REQUIREMENT:
Make an exact copy of the entries below and leave any picture out of it.

Stored records

___

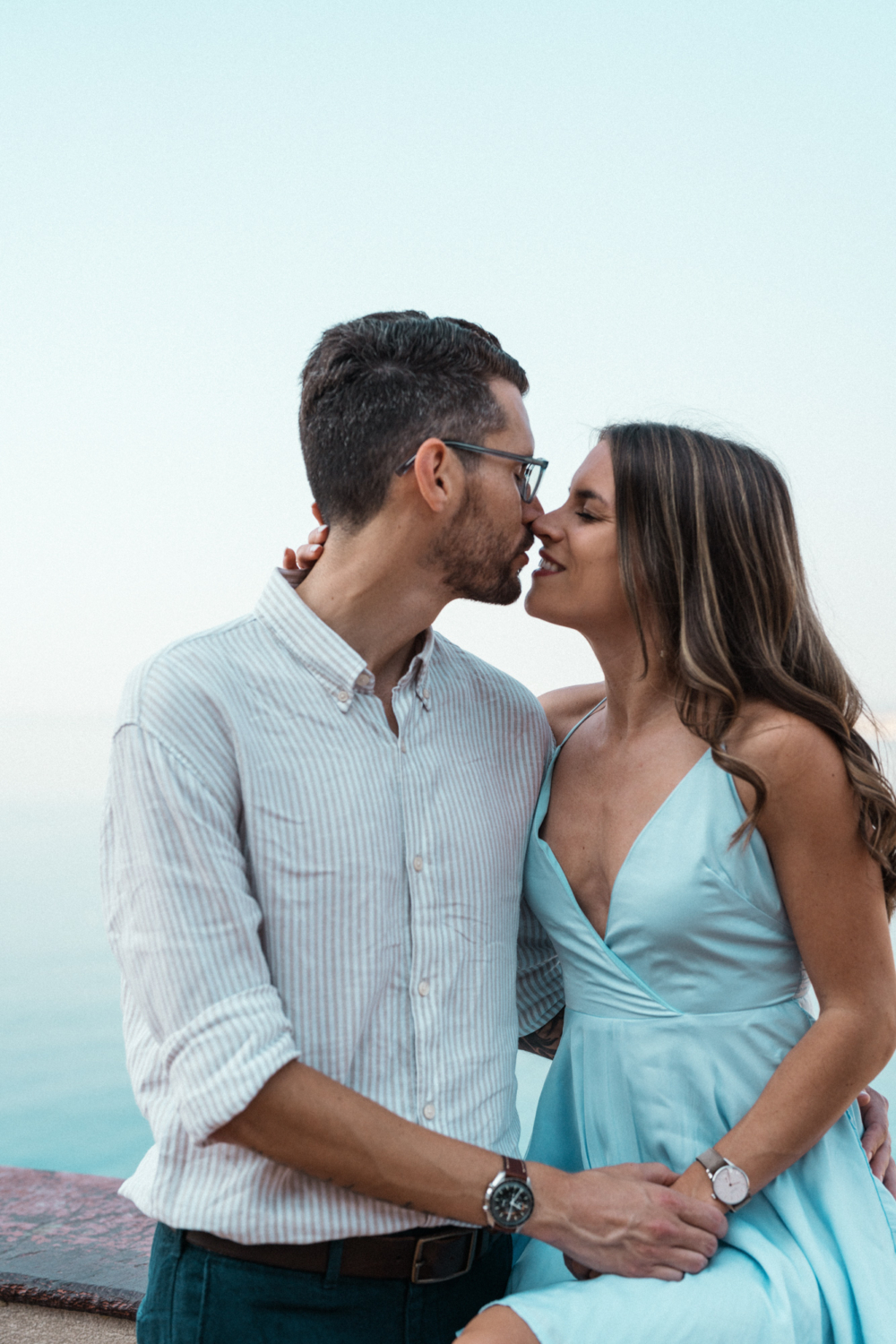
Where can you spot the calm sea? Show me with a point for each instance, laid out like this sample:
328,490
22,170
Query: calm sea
65,1097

___

SOLVED PROBLEM:
Where can you spot the calm sea? Show me with a point for each instance, laid out like this sample:
328,490
22,170
Query: calm sea
65,1097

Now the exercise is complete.